--- begin INFORMATION SUPPLIED ---
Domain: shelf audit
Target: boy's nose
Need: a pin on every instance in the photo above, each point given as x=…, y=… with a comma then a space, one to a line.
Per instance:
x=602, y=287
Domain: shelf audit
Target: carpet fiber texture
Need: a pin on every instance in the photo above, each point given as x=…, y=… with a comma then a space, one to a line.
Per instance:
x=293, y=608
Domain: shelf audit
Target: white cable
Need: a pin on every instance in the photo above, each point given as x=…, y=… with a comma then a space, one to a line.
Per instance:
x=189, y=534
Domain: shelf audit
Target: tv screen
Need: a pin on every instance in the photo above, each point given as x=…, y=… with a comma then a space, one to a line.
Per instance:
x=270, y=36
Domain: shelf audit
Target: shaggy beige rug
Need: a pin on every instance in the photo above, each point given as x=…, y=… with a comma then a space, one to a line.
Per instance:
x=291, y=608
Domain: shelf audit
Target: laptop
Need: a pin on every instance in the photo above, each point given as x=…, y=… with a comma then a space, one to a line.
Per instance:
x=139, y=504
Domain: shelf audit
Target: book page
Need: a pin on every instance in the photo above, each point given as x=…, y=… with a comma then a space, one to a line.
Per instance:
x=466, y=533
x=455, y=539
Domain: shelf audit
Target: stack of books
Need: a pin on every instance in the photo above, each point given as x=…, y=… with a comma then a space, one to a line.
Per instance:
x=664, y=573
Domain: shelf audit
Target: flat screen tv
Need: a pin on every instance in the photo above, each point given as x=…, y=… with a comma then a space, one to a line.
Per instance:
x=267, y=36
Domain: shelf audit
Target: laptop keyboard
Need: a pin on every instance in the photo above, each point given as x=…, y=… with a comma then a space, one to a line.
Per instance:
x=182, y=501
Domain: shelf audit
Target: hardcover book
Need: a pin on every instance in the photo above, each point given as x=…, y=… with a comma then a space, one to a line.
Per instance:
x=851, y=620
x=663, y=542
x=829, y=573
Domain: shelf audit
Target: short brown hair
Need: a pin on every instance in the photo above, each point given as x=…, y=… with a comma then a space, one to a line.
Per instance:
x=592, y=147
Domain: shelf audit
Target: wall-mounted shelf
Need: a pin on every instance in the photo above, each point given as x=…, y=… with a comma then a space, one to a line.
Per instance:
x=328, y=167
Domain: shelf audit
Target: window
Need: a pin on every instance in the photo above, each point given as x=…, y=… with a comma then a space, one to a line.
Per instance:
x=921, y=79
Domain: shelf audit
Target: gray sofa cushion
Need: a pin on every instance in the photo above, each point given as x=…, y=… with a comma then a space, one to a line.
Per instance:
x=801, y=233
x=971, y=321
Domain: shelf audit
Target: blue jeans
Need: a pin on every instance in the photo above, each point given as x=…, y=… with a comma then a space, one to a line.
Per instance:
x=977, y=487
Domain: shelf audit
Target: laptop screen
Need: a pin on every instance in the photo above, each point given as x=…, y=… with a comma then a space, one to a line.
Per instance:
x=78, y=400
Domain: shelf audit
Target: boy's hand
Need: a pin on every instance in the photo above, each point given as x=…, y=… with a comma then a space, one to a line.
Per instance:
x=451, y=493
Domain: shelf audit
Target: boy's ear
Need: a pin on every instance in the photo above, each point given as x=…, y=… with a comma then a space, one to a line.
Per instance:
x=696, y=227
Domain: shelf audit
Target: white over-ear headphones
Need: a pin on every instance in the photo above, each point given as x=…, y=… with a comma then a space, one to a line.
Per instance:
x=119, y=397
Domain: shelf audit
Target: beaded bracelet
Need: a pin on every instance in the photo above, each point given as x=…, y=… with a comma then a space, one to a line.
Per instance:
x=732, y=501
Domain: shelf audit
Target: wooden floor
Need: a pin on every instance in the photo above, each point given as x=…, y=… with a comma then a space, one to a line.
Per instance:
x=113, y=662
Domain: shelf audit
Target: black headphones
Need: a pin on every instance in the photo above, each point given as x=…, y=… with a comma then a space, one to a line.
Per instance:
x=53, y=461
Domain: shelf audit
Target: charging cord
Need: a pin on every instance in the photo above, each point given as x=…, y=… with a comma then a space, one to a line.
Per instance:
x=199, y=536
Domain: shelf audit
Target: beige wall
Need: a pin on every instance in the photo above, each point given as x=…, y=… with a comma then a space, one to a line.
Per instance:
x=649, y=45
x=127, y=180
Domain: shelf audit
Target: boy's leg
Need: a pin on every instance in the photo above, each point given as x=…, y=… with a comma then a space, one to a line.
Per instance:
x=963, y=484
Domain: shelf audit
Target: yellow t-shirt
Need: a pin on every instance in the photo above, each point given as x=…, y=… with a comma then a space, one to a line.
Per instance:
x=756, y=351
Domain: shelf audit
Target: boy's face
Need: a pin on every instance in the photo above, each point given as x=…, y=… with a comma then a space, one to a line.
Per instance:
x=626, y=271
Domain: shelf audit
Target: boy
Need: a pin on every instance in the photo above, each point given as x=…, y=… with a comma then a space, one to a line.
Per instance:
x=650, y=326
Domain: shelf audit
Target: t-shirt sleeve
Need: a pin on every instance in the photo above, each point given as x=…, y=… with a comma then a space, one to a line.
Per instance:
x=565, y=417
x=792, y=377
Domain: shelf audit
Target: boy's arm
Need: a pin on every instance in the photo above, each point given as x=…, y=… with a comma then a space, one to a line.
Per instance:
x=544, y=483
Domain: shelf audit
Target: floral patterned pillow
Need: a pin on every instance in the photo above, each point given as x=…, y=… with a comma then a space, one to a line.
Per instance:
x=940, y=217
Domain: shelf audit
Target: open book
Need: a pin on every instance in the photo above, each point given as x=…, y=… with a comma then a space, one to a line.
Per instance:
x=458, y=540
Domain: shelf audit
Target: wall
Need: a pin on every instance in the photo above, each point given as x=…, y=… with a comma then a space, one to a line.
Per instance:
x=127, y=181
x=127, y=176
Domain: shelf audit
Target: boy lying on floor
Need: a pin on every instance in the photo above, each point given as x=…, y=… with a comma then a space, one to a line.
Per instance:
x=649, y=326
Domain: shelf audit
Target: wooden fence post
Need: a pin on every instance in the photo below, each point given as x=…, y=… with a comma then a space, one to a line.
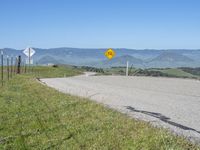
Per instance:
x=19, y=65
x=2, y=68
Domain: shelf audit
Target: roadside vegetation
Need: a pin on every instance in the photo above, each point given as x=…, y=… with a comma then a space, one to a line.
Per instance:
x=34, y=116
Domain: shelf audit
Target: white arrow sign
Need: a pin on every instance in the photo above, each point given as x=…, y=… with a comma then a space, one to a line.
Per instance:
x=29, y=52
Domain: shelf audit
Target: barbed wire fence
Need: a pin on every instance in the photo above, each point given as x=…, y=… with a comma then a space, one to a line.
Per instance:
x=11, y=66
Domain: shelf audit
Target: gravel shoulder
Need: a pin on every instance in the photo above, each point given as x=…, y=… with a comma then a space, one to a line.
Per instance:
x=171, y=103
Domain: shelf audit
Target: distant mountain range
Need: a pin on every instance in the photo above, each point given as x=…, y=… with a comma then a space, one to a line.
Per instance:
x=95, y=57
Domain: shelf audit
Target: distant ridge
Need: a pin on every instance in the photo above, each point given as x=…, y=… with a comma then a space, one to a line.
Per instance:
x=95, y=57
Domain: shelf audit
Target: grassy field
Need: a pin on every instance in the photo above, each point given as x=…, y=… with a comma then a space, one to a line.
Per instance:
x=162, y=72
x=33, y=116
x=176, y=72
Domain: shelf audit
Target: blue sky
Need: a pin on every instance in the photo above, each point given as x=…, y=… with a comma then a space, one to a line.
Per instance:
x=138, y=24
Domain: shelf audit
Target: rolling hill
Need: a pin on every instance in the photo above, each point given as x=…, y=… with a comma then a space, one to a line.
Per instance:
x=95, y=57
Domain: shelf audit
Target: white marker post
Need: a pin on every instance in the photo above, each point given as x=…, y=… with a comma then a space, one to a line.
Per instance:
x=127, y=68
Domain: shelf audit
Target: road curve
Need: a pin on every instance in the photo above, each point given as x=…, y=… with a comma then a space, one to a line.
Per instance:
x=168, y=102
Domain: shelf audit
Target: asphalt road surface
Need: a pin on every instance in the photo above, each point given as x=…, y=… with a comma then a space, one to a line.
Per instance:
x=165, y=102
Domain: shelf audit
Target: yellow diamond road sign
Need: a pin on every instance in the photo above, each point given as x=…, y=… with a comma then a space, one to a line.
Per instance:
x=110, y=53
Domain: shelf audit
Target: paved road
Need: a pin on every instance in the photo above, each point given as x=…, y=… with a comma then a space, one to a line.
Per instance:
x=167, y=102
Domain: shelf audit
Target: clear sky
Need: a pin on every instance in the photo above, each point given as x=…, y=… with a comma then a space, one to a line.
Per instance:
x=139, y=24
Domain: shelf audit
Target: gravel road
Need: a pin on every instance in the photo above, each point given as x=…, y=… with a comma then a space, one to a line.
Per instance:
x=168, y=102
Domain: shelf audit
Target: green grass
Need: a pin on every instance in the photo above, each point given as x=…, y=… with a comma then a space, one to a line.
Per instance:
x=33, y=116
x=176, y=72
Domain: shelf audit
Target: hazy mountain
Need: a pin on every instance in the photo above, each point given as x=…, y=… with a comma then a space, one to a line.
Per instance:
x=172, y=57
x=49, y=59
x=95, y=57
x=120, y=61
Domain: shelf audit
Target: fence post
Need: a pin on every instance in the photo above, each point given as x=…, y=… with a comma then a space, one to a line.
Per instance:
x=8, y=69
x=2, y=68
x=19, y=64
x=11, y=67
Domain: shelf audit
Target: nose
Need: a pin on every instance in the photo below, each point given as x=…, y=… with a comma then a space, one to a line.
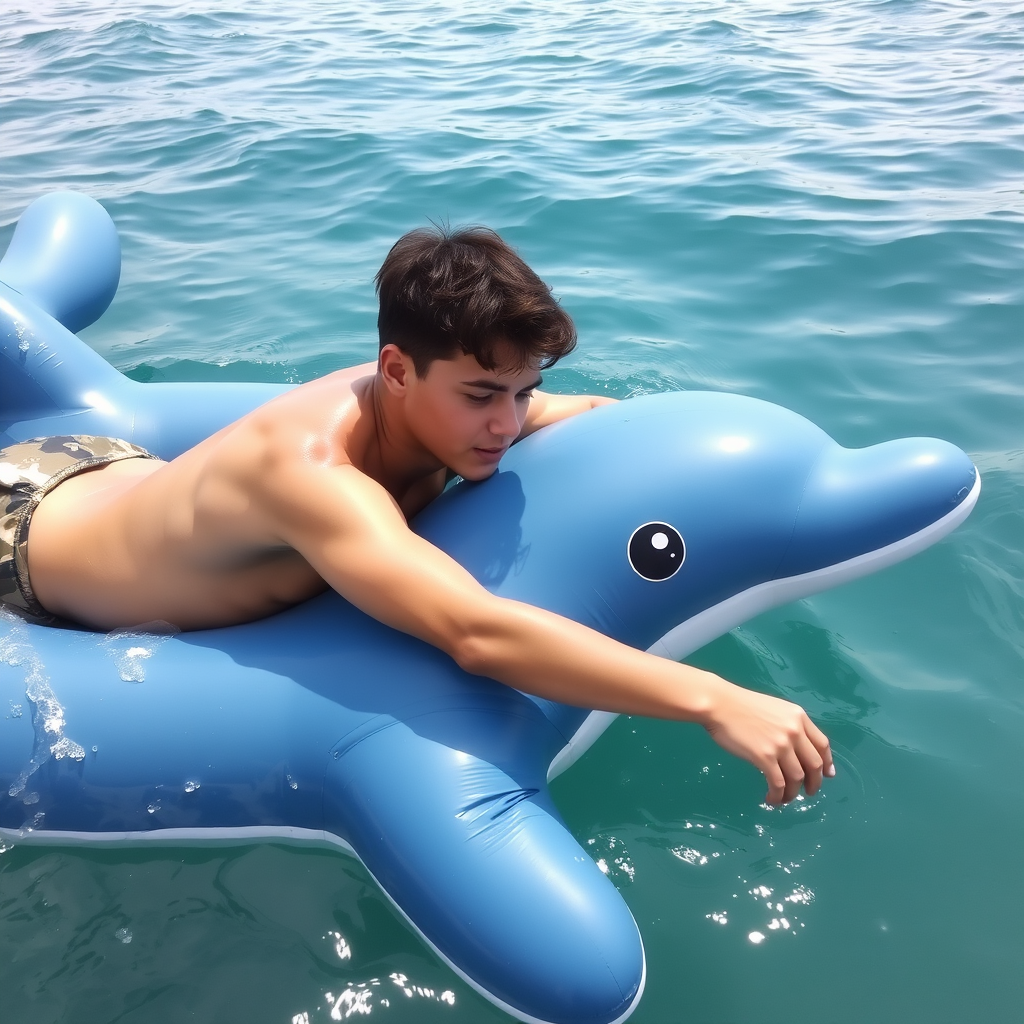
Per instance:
--- end INFORMATION SUPPLIED ---
--- begin INFORMATION SUPPLIED ---
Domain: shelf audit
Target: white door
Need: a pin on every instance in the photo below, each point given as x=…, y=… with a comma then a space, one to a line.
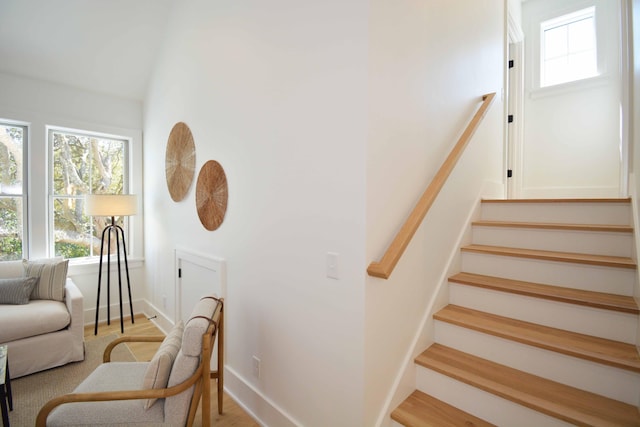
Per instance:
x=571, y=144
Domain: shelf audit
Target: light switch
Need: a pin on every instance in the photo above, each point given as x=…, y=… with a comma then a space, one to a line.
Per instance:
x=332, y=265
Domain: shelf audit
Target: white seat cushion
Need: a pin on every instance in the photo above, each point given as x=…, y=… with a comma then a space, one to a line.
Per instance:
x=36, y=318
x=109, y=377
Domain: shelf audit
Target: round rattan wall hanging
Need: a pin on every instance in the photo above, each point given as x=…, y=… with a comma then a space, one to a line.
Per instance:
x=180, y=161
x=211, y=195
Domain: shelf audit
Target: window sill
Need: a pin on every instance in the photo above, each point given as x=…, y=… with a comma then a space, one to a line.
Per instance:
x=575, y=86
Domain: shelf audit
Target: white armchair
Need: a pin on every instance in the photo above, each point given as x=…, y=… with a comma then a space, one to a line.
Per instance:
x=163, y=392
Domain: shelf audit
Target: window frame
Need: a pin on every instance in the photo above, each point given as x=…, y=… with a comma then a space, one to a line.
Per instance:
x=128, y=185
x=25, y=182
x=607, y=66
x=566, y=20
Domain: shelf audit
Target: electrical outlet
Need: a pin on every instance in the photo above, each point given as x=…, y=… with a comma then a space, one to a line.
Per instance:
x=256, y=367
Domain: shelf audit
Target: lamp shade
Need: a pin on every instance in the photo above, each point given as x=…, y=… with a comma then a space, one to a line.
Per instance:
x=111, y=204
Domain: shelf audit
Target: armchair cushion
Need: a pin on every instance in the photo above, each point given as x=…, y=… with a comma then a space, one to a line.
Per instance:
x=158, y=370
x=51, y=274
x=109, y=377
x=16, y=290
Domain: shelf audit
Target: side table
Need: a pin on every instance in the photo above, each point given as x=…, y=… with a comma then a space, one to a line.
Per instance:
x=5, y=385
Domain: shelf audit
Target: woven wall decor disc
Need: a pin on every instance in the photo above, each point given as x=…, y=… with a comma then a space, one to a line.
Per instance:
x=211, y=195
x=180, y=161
--- end INFORMATION SUPPLIED ---
--- begin INFORMATION SUPPLIED ---
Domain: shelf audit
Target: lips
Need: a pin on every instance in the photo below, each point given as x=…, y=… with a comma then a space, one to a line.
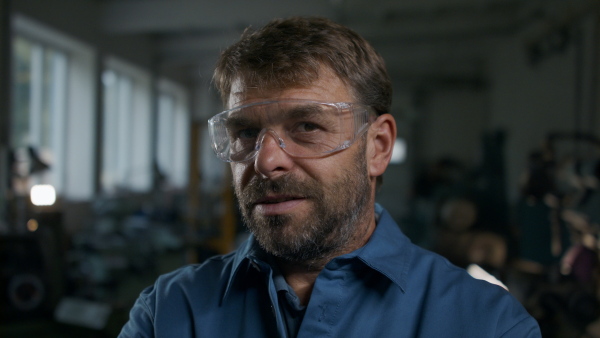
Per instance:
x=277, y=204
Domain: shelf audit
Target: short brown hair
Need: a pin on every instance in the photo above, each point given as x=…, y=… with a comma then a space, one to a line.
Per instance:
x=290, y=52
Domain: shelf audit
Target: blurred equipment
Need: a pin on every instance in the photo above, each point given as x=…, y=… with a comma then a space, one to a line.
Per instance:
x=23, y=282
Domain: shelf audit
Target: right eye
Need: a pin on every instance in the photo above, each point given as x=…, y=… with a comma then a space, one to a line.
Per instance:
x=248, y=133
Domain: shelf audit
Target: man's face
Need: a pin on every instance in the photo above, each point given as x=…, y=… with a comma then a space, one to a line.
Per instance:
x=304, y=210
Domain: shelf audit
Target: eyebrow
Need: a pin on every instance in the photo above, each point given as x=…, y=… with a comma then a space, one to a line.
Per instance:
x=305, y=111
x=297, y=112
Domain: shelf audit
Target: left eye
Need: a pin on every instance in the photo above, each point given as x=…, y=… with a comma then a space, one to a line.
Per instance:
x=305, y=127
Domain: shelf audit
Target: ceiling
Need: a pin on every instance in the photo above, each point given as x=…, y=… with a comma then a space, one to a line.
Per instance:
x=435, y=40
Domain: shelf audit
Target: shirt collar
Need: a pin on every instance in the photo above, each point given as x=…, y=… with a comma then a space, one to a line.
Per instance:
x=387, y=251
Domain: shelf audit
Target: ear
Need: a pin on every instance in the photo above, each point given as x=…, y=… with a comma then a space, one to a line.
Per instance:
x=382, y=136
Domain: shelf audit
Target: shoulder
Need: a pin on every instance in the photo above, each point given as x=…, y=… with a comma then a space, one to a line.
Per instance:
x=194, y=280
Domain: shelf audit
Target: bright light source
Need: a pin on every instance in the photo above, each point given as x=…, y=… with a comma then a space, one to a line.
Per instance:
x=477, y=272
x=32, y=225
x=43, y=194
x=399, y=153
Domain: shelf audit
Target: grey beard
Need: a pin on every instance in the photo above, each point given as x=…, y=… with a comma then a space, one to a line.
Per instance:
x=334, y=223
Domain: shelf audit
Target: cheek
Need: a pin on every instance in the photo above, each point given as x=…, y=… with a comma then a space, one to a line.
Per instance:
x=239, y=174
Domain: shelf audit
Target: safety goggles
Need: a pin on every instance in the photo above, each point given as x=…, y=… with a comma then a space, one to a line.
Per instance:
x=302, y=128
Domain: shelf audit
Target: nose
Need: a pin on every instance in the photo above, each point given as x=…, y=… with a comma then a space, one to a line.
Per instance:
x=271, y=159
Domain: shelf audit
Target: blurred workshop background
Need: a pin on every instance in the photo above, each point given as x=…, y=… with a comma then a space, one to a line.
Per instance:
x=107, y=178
--- end INFORMATION SUPPLIED ---
How many lines in the data above contain the word "distant", with case counting? Give only the number.

2